TASK PROMPT = Add -118 to every coordinate in the answers of the listing, and write out again only the lines starting at the one containing "Can you find the cow" and ending at the one containing "[[140, 80]]", with the requests included.

DATA TO USE =

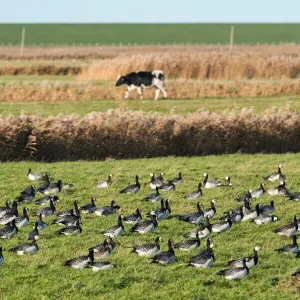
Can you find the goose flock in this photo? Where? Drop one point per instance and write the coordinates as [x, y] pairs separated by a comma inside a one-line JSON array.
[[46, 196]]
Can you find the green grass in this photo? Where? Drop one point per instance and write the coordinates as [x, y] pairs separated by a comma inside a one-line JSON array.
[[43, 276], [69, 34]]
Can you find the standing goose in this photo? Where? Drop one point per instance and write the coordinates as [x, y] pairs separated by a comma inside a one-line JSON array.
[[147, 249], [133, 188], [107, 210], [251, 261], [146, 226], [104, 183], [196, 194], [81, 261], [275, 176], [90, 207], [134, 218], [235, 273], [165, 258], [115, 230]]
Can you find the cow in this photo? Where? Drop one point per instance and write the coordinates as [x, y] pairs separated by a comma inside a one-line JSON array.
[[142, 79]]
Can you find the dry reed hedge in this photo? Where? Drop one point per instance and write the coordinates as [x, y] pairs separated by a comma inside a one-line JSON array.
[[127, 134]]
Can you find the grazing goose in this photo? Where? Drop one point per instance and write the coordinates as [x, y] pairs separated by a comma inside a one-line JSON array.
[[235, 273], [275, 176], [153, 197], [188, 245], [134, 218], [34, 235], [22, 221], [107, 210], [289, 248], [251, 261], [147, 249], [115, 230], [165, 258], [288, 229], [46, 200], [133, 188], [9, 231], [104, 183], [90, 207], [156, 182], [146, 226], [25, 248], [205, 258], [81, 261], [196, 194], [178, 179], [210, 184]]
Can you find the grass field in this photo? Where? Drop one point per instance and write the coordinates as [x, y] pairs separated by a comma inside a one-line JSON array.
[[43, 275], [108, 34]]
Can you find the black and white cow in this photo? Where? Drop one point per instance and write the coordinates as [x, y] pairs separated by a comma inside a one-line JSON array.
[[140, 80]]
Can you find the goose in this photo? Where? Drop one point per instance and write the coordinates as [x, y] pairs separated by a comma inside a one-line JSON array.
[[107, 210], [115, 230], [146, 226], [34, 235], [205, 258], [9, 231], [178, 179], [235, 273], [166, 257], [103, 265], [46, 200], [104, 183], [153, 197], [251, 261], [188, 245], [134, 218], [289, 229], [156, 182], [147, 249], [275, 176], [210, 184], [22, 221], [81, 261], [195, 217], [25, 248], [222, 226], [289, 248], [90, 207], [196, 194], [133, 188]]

--

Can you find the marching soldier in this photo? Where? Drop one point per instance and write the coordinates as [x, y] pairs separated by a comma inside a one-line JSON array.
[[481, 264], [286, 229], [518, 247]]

--

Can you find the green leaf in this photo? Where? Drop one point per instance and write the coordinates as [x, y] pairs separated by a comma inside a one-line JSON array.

EXPECTED OUTPUT =
Can you find the cow in this photo? Where? Drop one point per instance and write the coordinates as [x, y] pairs separated by a comma inside a one-line JSON array.
[[24, -39]]
Can you find the dry reed hedge in this photo? Where? Drop one point per instance and write the coordinates as [x, y] pairs separated by a comma inside a one-line JSON array.
[[9, 16]]
Can you find the grazing goose in this photo? Where? Drop one point per instance and write the coordinates as [x, y] pairs separated by a comma inside a one-line JSON array.
[[117, 155], [157, 58], [35, 79], [70, 127], [16, 100], [-84, 117], [-96, 103], [-11, 92], [171, 130], [133, 143], [29, 131], [-3, 112], [47, 140], [170, 111], [-72, 82], [15, 70], [-109, 113], [-14, 65], [-28, 89], [38, 64], [28, 108], [-93, 130], [87, 140], [-37, 143], [78, 76], [60, 61], [92, 66]]
Can you find the grass field in this photo? Where? Drop one point per instance and write the coordinates as [x, y] pairs separated by a comma inside a one-line JSON array.
[[-75, 157], [-10, -84]]
Can you find the black and white cow in this photo? Where? Drop one point per instance and write the coordinates as [x, y] pairs separated by a comma inside a one-line JSON array.
[[22, -38]]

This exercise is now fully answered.